━━━━━ Data for processing ━━━━━

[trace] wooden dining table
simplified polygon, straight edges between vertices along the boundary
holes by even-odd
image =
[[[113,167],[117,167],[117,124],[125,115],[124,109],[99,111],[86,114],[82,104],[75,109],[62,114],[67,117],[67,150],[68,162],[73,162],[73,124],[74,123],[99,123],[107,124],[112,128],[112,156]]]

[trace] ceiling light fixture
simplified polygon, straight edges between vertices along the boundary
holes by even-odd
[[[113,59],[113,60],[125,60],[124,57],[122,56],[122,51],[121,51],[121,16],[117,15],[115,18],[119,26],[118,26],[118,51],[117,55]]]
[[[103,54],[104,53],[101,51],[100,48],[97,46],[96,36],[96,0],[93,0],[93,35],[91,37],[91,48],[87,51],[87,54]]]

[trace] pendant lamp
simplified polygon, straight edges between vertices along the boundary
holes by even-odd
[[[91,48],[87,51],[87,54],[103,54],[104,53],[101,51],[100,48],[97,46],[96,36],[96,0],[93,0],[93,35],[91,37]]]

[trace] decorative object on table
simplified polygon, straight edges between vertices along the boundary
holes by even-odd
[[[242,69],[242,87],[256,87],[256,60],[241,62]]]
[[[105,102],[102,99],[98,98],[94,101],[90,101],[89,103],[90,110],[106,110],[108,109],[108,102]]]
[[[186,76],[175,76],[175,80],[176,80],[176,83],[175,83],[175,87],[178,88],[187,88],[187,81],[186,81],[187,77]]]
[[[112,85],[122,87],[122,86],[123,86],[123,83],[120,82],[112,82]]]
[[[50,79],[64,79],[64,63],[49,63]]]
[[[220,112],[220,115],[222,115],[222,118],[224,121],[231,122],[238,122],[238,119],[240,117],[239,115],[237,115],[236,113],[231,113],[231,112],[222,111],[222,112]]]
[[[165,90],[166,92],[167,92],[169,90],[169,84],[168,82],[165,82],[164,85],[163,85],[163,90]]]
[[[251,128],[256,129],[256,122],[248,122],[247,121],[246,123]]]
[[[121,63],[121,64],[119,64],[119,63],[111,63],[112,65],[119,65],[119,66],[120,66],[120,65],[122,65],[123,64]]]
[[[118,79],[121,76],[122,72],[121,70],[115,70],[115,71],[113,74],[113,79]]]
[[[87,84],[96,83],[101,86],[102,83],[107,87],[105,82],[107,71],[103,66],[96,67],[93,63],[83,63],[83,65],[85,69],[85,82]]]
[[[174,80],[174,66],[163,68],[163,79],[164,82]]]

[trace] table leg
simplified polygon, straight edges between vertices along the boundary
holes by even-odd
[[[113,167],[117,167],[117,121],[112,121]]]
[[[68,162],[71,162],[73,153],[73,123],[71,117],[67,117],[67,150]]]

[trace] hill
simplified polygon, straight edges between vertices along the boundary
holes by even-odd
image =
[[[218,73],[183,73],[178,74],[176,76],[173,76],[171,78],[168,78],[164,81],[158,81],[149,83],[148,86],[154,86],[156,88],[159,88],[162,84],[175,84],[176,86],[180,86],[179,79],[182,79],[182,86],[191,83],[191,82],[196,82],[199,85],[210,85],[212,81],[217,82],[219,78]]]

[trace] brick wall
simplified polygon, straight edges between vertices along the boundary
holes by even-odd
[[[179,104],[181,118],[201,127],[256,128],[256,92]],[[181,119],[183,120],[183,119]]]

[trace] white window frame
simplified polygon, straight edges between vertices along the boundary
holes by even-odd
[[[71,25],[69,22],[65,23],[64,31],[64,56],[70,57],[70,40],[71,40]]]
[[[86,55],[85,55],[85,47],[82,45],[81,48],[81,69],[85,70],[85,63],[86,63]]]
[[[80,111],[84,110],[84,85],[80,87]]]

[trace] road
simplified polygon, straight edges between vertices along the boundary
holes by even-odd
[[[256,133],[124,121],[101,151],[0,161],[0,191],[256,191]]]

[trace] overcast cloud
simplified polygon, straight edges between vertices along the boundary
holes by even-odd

━━━━━

Convert the data between the line holding "[trace] overcast cloud" and the end of the data, inclusive, into a JSON list of strings, one string per line and leaving out blank lines.

Completed exercise:
[
  "[trace] overcast cloud",
  "simplified polygon, straight edges between vertices along the boundary",
  "holes by even-odd"
]